* [Page extract]
┄┄┄┄┄┄┄┄┄┄
Bishop v. Valley Holding, Inc.
This text of 404 S.E.2d 779 (Bishop v. Valley Holding, Inc.) is published on Counsel Stack Legal Research, covering Supreme Court of Georgia primary law. Counsel Stack provides free access to over 12 million legal documents including statutes, case law, regulations, and constitutions.
Opinion
In 1986, a group of homeowners of Apple Valley Condominiums brought ah action against developers to enforce certain covenants, including the completion of 87 condominium units. The developers, Valley Investors, a limited partnership, and Valley Holding, its general partner, acquired the duties and obligations of “declarant”1 under the terms of the condominium declarations in 1984.
Statute of Limitation Claim
1. The trial court granted partial summary judgment to the developers, holding, inter alia, that this cause of action was barred by the statute of limitation.
(a) In a letter to the homeowners dated November 19, 1985, David Butler, president of Valley Holding, Inc., stated:
As you all have noticed, you won! You have forced us to build the eighty-seven additional units. We, of course, wanted to pay the homeowners $228,925 and build a “Dun-woody Village” shopping center. Now, instead, you have no money. I personally thought the deal was very fair and you could have utilized the money more than the additional units. Further, you would have been able to control the Association — now you will not.
┄┄┄┄┄┄┄┄┄┄
* [Data section]
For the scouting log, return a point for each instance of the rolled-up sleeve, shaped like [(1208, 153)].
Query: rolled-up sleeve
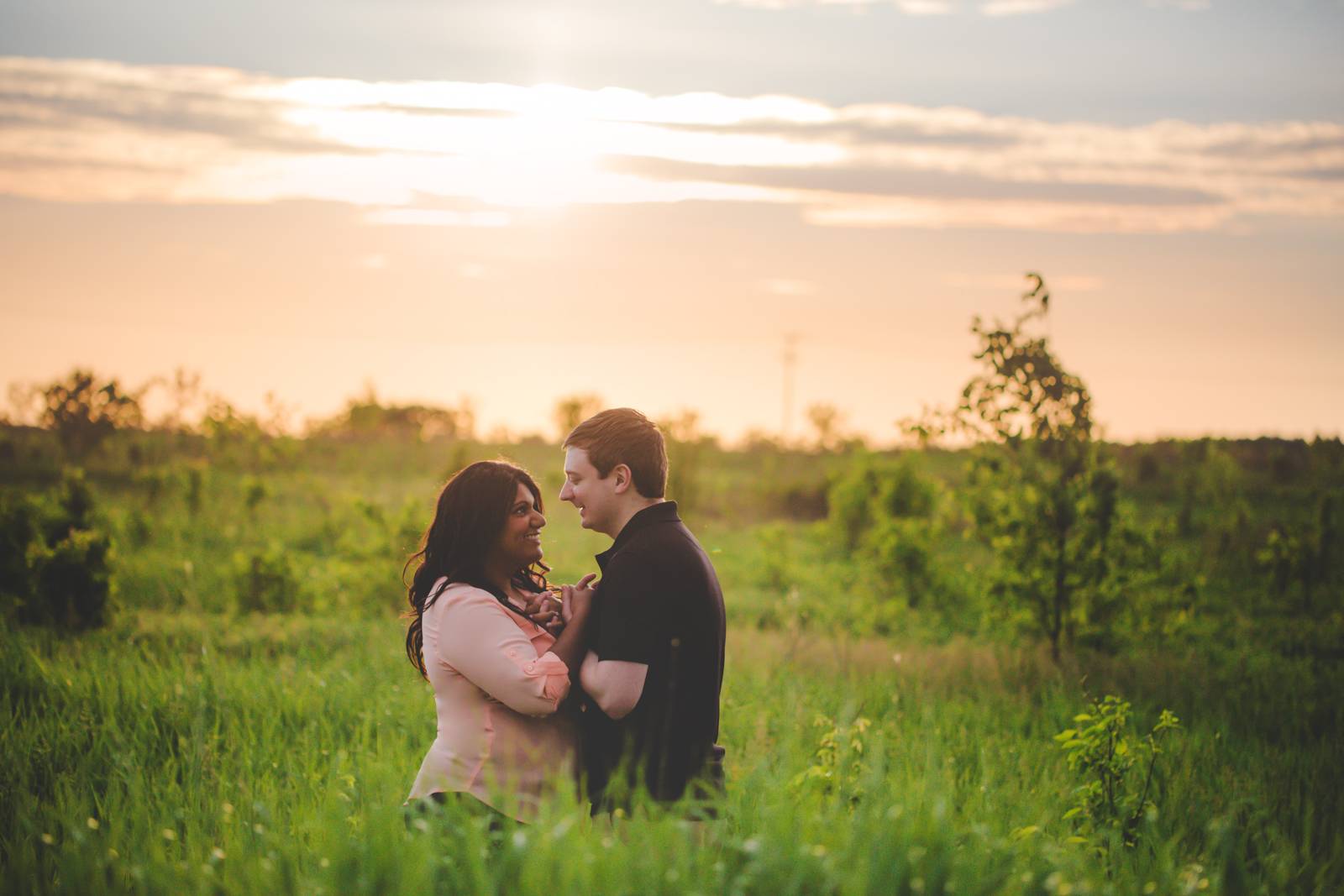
┄┄┄┄┄┄┄┄┄┄
* [Exercise instructions] For each statement below, say yes or no depending on whether it agrees with the Bishop v. Valley Holding opinion above, and quote the words of the opinion that decide it. 1. The homeowners brought their action in 1986. 2. The trial court granted full summary judgment to the developers. 3. David Butler was president of Valley Investors.

* [Response to this exercise]
1. Yes: "In 1986, a group of homeowners of Apple Valley Condominiums brought"
2. No: "The trial court granted partial summary judgment to the developers"
3. No: "David Butler, president of Valley Holding, Inc."